▶ [出典]:
9月の終わりとともに、すべての夏ドラマが終了した。視聴率トップは全話平均14.8%(ビデオリサーチ調べ、関東地区)を記録した『コード・ブルー~ドクターヘリ緊急救命~』(フジテレビ系)。録画分を合わせた総合視聴率も24.2%を記録するなど、文句なしの結果を残したと言えるだろう。

その他は、在宅率の低い時期だけに、全般的に低迷。特にフジテレビは、『警視庁いきもの係』が6.5%、『僕たちがやりました』が6.1%、『セシルのもくろみ』が4.5%とプライム帯ドラマのワースト3を占めるなど、『コード・ブルー』との明暗がハッキリわかれた。

▶ [データ抜粋]:
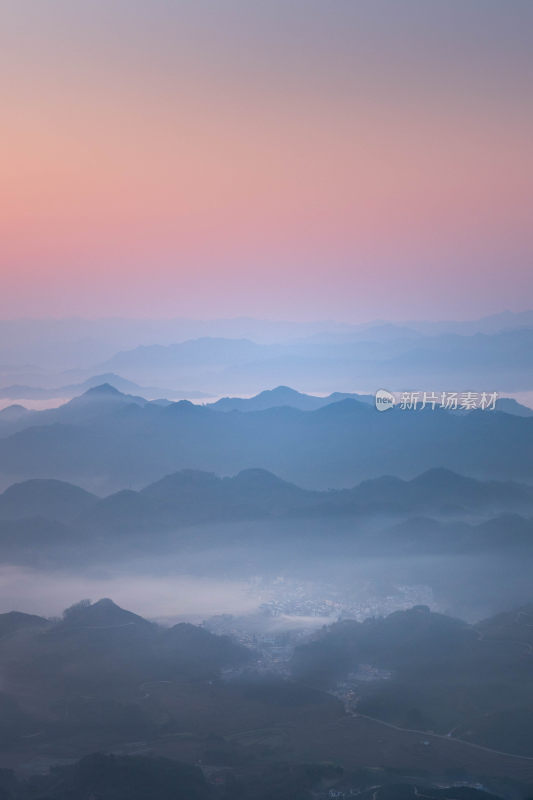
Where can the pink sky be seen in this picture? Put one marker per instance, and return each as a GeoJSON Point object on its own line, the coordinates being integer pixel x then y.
{"type": "Point", "coordinates": [182, 159]}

▶ [依頼事項]:
[1] 夏ドラマ視聴率の記事について、次の問いに答えてください。
(a) 『コード・ブルー~ドクターヘリ緊急救命~』の全話平均視聴率は何%か。
(b) 同作の録画分を合わせた総合視聴率は何%か。
(c) 『セシルのもくろみ』の視聴率は何%か。
[2] 夏ドラマ視聴率の記事を、「9月の終わりとともに、すべて」を含む語句から「との明暗がハッキリわかれた。」までそのまま書き写してください。

▶ [回答]:
[1]
(a) 14.8%
(b) 24.2%
(c) 4.5%

[2]
9月の終わりとともに、すべての夏ドラマが終了した。視聴率トップは全話平均14.8%(ビデオリサーチ調べ、関東地区)を記録した『コード・ブルー~ドクターヘリ緊急救命~』(フジテレビ系)。録画分を合わせた総合視聴率も24.2%を記録するなど、文句なしの結果を残したと言えるだろう。

その他は、在宅率の低い時期だけに、全般的に低迷。特にフジテレビは、『警視庁いきもの係』が6.5%、『僕たちがやりました』が6.1%、『セシルのもくろみ』が4.5%とプライム帯ドラマのワースト3を占めるなど、『コード・ブルー』との明暗がハッキリわかれた。